Records provided
+ + + +
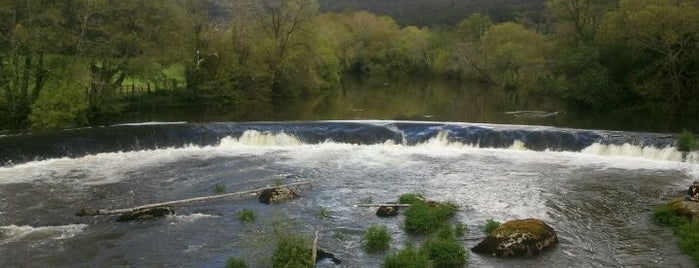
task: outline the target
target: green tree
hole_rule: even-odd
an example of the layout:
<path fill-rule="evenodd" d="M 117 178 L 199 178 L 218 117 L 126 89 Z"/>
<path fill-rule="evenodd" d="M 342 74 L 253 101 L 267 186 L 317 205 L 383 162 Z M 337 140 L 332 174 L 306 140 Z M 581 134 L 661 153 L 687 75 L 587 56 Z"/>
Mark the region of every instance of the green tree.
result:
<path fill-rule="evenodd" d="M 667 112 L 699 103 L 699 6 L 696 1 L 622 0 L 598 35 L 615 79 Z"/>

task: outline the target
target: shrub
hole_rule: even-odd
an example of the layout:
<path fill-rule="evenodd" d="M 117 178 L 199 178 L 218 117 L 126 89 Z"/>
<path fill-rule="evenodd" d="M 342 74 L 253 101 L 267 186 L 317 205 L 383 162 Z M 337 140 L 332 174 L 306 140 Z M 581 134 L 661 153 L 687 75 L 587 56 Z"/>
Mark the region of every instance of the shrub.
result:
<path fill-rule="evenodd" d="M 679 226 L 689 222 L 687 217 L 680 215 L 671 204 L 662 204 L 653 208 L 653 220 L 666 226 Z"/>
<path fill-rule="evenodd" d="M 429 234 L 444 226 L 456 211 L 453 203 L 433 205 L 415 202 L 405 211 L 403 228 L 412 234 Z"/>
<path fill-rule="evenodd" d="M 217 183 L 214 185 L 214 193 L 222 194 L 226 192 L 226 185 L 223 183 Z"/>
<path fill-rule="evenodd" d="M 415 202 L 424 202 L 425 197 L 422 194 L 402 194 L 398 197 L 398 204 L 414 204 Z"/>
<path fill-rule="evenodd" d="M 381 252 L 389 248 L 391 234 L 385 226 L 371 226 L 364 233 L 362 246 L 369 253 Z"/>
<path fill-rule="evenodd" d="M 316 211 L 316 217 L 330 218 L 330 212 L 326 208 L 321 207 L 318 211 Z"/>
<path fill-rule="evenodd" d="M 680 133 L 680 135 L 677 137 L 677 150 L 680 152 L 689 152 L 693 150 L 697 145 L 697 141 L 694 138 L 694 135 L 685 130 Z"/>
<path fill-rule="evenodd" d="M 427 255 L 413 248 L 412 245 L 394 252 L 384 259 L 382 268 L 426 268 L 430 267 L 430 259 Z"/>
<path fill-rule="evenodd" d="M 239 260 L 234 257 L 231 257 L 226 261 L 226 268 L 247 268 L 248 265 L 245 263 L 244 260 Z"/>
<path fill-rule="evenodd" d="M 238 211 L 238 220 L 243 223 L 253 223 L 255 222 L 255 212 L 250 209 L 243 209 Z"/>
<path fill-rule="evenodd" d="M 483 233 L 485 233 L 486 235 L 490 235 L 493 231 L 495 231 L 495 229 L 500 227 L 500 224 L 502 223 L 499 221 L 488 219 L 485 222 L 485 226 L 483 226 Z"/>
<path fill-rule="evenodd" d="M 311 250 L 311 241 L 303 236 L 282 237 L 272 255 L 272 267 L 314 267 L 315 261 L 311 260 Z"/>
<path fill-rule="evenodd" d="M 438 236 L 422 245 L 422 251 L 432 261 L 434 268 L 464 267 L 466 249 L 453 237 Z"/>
+ + + +
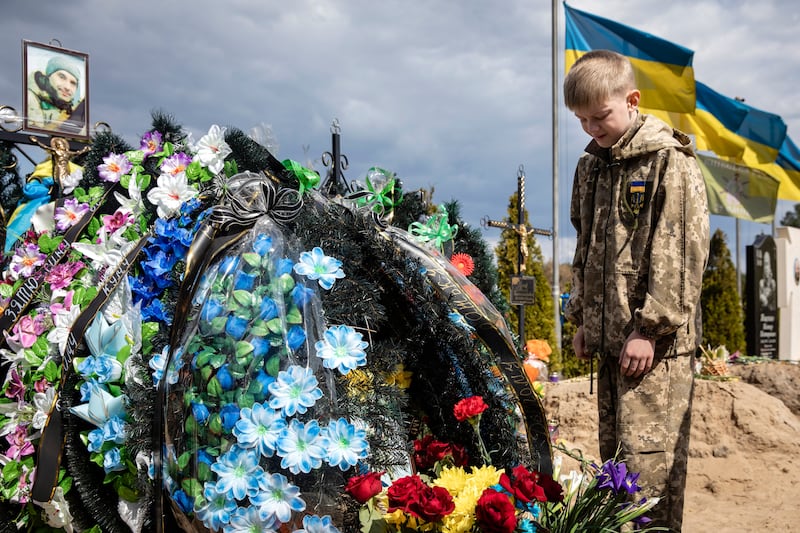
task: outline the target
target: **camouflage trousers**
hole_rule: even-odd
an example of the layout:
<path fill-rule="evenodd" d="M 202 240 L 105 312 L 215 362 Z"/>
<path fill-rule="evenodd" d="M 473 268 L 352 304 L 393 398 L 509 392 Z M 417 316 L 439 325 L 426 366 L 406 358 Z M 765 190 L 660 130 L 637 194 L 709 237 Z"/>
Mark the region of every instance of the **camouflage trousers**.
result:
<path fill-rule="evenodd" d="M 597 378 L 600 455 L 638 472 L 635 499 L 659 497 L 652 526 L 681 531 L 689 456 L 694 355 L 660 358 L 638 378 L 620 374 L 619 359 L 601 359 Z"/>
+ + + +
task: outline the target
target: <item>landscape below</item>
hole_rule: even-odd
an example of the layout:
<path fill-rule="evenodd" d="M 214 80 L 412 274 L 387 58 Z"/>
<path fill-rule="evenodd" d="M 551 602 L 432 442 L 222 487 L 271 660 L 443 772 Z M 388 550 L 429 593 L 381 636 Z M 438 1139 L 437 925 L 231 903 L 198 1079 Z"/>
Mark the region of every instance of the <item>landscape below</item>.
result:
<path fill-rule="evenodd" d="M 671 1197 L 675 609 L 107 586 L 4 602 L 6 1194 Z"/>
+ + + +
Problem
Show all lines of the material in which the word "every" can be found.

Solution for this problem
Mark the region of every instance of the green tree.
Mark the region of every instance of the shrub.
Mark the region of every instance of the **camouflage trousers**.
Mark the region of every instance of the <item>landscape below</item>.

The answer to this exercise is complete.